Passage given =
Re: git: 8ef0c11e7ce7 - main - nfsclient: upgrade vnode lock in VOP_OPEN()/VOP_CLOSE() if we need to flush buffers

From: Peter Jeremy <peter_at_rulingia.com>
Date: Wed, 24 Nov 2021 02:19:18 UTC
On 2021-Nov-23 11:19:21 +0200, Konstantin Belousov <kostikbel@gmail.com> wrote:
>On Tue, Nov 23, 2021 at 07:09:08PM +1100, Peter Jeremy wrote:
>> On 2021-Nov-16 17:14:55 +0000, Konstantin Belousov <kib@FreeBSD.org> wrote:
>> >    nfsclient: upgrade vnode lock in VOP_OPEN()/VOP_CLOSE() if we need to flush buffers
>> >    
>> >    VOP_FSYNC() asserts that the vnode is exclusively locked for NFS.
>> >    If we try to execute file with recently modified content, the assert is
>> >    triggered.
>> 
>> I have a diskless arm64 system configured with swap over NFS and I'm
>> now consistently getting a panic during shutdown.  I haven't
>> specificially confirmed that it's this commit but the content is
>> suggestive.
>> 
>> panic: upgrade of unlocked lock (lockmgr) nfs @ /usr/src/sys/fs/nfsclient/nfs_clvnops.c:855
>> cpuid = 3
>> time = 1637166551
>> KDB: stack backtrace:
>> db_trace_self() at db_trace_self
>> db_trace_self_wrapper() at db_trace_self_wrapper+0x30
>> vpanic() at vpanic+0x178
>> panic() at panic+0x44
>> witness_upgrade() at witness_upgrade+0x104
>> lockmgr_upgrade() at lockmgr_upgrade+0x164
>> nfs_lock() at nfs_lock+0x2c
>> vop_sigdefer() at vop_sigdefer+0x30
>> _vn_lock() at _vn_lock+0x54
>> nfs_close() at nfs_close+0xc8
>> vop_sigdefer() at vop_sigdefer+0x30
>> VOP_CLOSE_APV() at VOP_CLOSE_APV+0x2c
>> swapdev_close() at swapdev_close+0x3c
>> swapoff_one() at swapoff_one+0x598
>> sys_swapoff() at sys_swapoff+0x12c
>> do_el0_sync() at do_el0_sync+0x498
>> handle_el0_sync() at handle_el0_sync+0x90
>> --- exception, esr 0x56000000
>> 
>> I presume this isn't intended.  Can you suggest where I should start
>> looking for the problem?

Given exercise 1 = Retype the part of the NFS lock upgrade message that opens with the words containing "Re: git: 8ef0c11e7ce7" and closes with "locked for NFS.".
Given exercise 2 = Please continue the message about the NFS swap shutdown panic from where it stops.

Data section =
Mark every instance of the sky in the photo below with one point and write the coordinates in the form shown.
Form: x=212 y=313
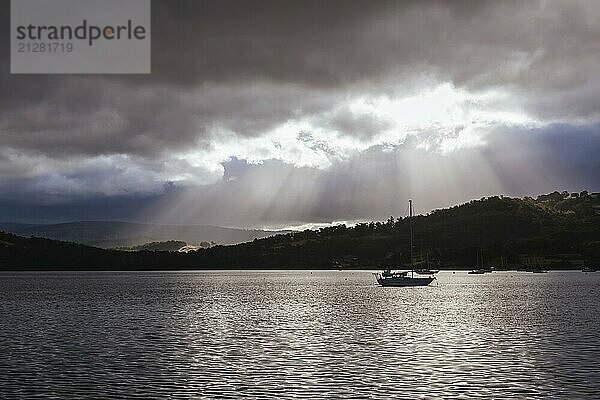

Output 1 =
Re: git: 8ef0c11e7ce7 - main - nfsclient: upgrade vnode lock in VOP_OPEN()/VOP_CLOSE() if we need to flush buffers

From: Peter Jeremy <peter_at_rulingia.com>
Date: Wed, 24 Nov 2021 02:19:18 UTC
On 2021-Nov-23 11:19:21 +0200, Konstantin Belousov <kostikbel@gmail.com> wrote:
>On Tue, Nov 23, 2021 at 07:09:08PM +1100, Peter Jeremy wrote:
>> On 2021-Nov-16 17:14:55 +0000, Konstantin Belousov <kib@FreeBSD.org> wrote:
>> >    nfsclient: upgrade vnode lock in VOP_OPEN()/VOP_CLOSE() if we need to flush buffers
>> >    
>> >    VOP_FSYNC() asserts that the vnode is exclusively locked for NFS.

Output 2 =
>
>Try this please.  It might be also useful to enable DEBUG_VFS_LOCKS in your
>kernel config, to catch all related issues once.

Thanks for the rapid response.  I've found that DEBUG_VFS_LOCKS also
requires INVARIANTS.  That now catches swapon as well:
KDB: stack backtrace:
db_trace_self() at db_trace_self
db_trace_self_wrapper() at db_trace_self_wrapper+0x30
assert_vop_locked() at assert_vop_locked+0x58
VOP_GETATTR_APV() at VOP_GETATTR_APV+0x4c
sys_swapon() at sys_swapon+0x2c0
do_el0_sync() at do_el0_sync+0x4a4
handle_el0_sync() at handle_el0_sync+0x90
--- exception, esr 0x56000000
vnode 0xffffa000065511c0: type VREG
    usecount 1, writecount 0, refcount 1 seqc users 0
    hold count flags ()
    flags (VV_VMSIZEVNLOCK)
    lock type nfs: UNLOCKED
        fileid 30984 fsid 0x3a3a00ff01
VOP_GETATTR: 0xffffa000065511c0 is not locked but should be
KDB: enter: lock violation
[ thread pid 1027 tid 100159 ]
Stopped at      kdb_enter+0x48: undefined       f900c11f

I will dig into that further this evening.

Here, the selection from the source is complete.